→ **STATED EXERCISE**
Can you reproduce all of the material below word for word, line by line, without changing anything?

→ **ROWS**
══════

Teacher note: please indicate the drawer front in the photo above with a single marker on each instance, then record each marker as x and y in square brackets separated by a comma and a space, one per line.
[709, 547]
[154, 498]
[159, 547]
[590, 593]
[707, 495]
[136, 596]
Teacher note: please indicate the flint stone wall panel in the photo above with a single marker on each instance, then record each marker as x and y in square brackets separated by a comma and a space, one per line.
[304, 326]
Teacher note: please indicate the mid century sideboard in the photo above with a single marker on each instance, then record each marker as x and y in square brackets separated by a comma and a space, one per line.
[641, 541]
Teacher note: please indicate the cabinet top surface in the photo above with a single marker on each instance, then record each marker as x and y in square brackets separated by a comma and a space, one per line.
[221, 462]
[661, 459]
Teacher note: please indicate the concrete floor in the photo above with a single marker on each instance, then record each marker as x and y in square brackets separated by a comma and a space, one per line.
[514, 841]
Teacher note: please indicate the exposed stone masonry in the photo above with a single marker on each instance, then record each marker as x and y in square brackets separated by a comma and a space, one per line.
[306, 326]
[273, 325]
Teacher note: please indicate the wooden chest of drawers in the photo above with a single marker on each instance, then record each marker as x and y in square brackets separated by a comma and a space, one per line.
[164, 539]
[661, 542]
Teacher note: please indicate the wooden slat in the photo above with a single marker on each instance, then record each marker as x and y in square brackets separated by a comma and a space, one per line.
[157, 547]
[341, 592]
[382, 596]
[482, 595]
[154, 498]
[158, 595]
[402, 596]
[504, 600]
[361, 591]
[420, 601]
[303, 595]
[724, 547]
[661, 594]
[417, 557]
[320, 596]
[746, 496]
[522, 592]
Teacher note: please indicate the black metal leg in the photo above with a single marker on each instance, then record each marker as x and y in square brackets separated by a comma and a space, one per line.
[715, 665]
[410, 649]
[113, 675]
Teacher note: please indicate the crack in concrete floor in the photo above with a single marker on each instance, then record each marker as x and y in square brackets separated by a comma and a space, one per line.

══════

→ **RESPONSE**
Teacher note: please indicate the drawer front in the photo above with a single marker on each instance, then record each marker as x and y in square brackets separated by a comma and a space, one per line.
[709, 547]
[154, 498]
[159, 547]
[590, 593]
[707, 495]
[136, 596]
Teacher note: please indicate the flint stone wall panel in the photo above with a single marker on each instance, then record each marker as x and y in square brackets separated by a comma and a space, one per line.
[304, 326]
Teacher note: please indicate the mid century sideboard in the photo above with a single marker on each instance, then record each marker as x and y in square brackets separated by a comma and a space, one per line.
[641, 541]
Teacher note: please indicate the cabinet top surface in the photo above with a single marker on each instance, then record each marker as x and y in square brackets separated by a comma and a space, one per line.
[221, 462]
[661, 459]
Teacher note: please indicate the concrete floor in the photo above with a single marker on each instance, then record each marker as x and y in square brackets separated by a comma and a space, one per line.
[514, 841]
Teacher note: please indicate the exposed stone masonry in the photo above with a single marker on each instance, then record each marker as x and y in square brackets separated by a comma and a space, one per line.
[306, 326]
[273, 325]
Teacher note: please indicate the wooden chest of drawers in the photo above with a single marker on each instance, then record each marker as x and y in square brackets separated by a comma and a space, one per line.
[164, 539]
[661, 542]
Teacher note: please indicate the wooden slat in the photo above with a single marker on each instance, then record each marker as x and y in square brackets separated by a comma and a space, one per line.
[157, 547]
[341, 592]
[382, 596]
[482, 595]
[154, 498]
[158, 595]
[402, 596]
[504, 600]
[361, 591]
[420, 601]
[303, 595]
[724, 547]
[661, 594]
[417, 557]
[320, 596]
[746, 496]
[522, 592]
Teacher note: please indicate the black metal leg in the photo above with a single marker on each instance, then record each marker as x and y in square brackets separated by a comma and a space, one per line.
[715, 665]
[410, 649]
[113, 675]
Teacher note: please indicate the crack in concrete floor in the photo above with a single marker on each instance, then record each marker as x and y in square brackets separated by a comma and a space, one per line.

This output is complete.